WHAT THE EXERCISE ASKS: Rewrite the stretch of the data from the line containing "of the gray" through the line containing "point(737, 409)", requests included, multiplying every coordinate in the answers by 2.5 and rounding each to a whole number with halves rounded up. Give only those lines.
:: DATA SUPPLIED ::
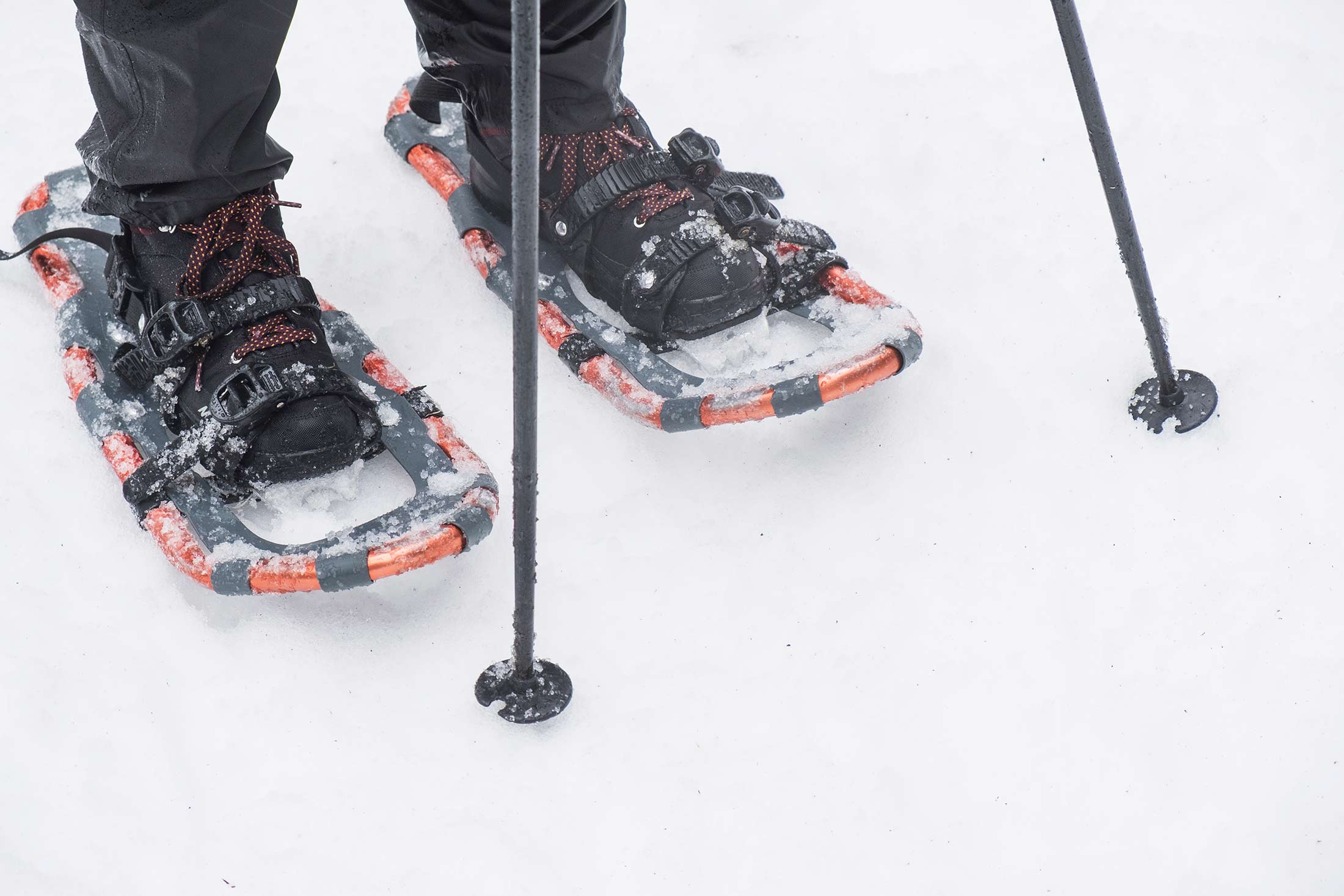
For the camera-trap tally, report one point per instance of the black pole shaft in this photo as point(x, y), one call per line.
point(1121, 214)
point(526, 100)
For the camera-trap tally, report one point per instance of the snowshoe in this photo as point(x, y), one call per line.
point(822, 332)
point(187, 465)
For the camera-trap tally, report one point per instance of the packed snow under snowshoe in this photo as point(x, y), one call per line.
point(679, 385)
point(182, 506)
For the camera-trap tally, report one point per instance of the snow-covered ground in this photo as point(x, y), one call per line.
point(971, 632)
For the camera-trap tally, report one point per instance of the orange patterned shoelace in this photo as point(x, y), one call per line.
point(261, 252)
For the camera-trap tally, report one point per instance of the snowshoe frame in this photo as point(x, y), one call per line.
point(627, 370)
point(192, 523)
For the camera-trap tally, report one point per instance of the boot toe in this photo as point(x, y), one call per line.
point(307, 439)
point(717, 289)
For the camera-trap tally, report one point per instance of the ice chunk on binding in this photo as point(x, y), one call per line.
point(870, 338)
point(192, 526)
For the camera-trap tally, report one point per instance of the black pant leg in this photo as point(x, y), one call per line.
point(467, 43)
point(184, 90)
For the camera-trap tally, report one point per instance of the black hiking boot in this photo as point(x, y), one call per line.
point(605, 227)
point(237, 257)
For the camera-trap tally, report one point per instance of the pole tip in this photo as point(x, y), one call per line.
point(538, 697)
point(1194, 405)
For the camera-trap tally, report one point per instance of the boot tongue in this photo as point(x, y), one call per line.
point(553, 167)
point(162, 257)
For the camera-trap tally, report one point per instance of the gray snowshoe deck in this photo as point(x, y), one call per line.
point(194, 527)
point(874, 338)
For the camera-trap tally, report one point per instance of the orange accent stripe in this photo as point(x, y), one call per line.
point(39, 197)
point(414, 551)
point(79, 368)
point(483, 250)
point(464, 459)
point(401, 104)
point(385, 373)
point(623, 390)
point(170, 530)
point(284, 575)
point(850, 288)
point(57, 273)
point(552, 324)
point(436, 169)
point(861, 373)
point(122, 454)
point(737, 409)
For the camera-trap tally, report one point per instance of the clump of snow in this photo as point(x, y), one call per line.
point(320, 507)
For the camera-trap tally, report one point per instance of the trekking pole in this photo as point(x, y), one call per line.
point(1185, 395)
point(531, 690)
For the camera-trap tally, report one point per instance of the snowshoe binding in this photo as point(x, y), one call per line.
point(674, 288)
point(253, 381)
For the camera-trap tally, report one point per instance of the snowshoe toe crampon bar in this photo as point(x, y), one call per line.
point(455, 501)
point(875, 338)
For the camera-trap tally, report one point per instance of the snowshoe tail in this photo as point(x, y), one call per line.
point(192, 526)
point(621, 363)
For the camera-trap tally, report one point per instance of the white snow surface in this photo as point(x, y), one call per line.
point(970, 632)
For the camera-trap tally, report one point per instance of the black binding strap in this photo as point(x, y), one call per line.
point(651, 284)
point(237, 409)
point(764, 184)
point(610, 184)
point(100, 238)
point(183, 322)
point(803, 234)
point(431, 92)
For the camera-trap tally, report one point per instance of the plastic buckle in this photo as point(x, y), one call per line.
:::
THE ANSWER:
For the camera-trap tally, report one point per instance of the gray snowshoe deck in this photo as point(x, y), one call per line.
point(485, 1318)
point(2185, 845)
For the camera-trap tally, report one point per instance of the orange accent stripe in this photo as point(x, y), one call per line.
point(98, 493)
point(1035, 1378)
point(198, 920)
point(1208, 625)
point(1160, 1148)
point(1003, 260)
point(963, 933)
point(1558, 975)
point(425, 1325)
point(710, 1438)
point(2125, 720)
point(143, 683)
point(1380, 810)
point(1090, 423)
point(2153, 933)
point(305, 1135)
point(1843, 1023)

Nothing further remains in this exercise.